▸ Exercice court 1
Répondez aux questions suivantes sur l'entretien consacré au club « Valdaï » reproduit ci-dessous.
(a) En quel mois et en quelle année a eu lieu la participation au club de discussion dont il est question ?
(b) D'après A.C., par quelle vision du monde la philosophie générale de « Valdaï » est-elle pénétrée ?
(c) À quels deux domaines les professeurs venus de l'Occident disent-ils qu'il faut encore travailler ?

▸ Extrait fourni
Rattraper et dépasser l’Occident ?
Thomas : Quelles sont vos impressions personnelles de votre participation au club de discussion « Valdaï » en septembre 2013 ?
A.C. : Honnêtement,
j’en garde des sentiments mitigés. D’un côté, j’ai été impressionné par
le niveau du déroulement de l’évènement lui-même, la diversité des
experts très intéressants et l’organisation intelligente des
discussions. Mais ce qui me troublait d’un autre côté, c’est que la
philosophie générale de « Valdaï » est pénétrée de part en part par la
vision du monde occidentale et libérale. J’avais l’impression que toute
une classe de politiques russes, rassemblés à Valdaï, pas tous mais la
majorité, essaie de dépasser l’Occident sur le plan des valeurs
libérales. Et ils essaient de le faire de telle manière que la Russie
reçoit ces valeurs comme la norme. D’après moi, c’est étrange. La Russie
sur le plan spirituel et culturel a toujours suivi son propre chemin
historique, et elle a aujourd’hui la possibilité de créer son propre
modèle de civilisation sans copier l’Occident. Cela sonnera peut-être
comme une provocation, mais quand à Valdaï j’ai entendu certains
politiques, j’ai eu l’impression qu’ils se sentaient comme des
représentants d’un pays du tiers-monde, et tentaient de toutes leurs
forces de se montrer à leur avantage devant l’Occident « civilisé »,
comme pour dire : « Nous aussi, nous avons le progrès, regardez comme
nous sommes libéraux. » Comme s’ils étaient des élèves, et que de
l’Occident étaient venus des professeurs qui leur disaient avec
condescendance : « Eh bien que voulez-vous, il vous faut encore, bien
sûr, travailler à la lutte contre la corruption, à la défense des droits
des minorités. Vous avez bien sûr fait des progrès particuliers, mais
ce n’est quand même pas suffisant. » Et les savants russes, s’excusant,
répondent : « Oui, oui, oui, nous allons essayer, nous allons grandir. »
Je considère que la Russie mérite mieux.

▸ Exercice court 2
Filtrez les enregistrements ci-dessous pour ne garder que les lignes qui contiennent la chaîne « white ». La casse compte.

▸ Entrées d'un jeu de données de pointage
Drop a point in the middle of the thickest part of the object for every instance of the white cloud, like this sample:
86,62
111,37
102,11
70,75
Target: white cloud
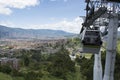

▸ Résultat final 1
(a) En septembre 2013.
(b) Par la vision du monde occidentale et libérale.
(c) À la lutte contre la corruption et à la défense des droits des minorités.

▸ Résultat final 2
Drop a point in the middle of the thickest part of the object for every instance of the white cloud, like this sample:
Target: white cloud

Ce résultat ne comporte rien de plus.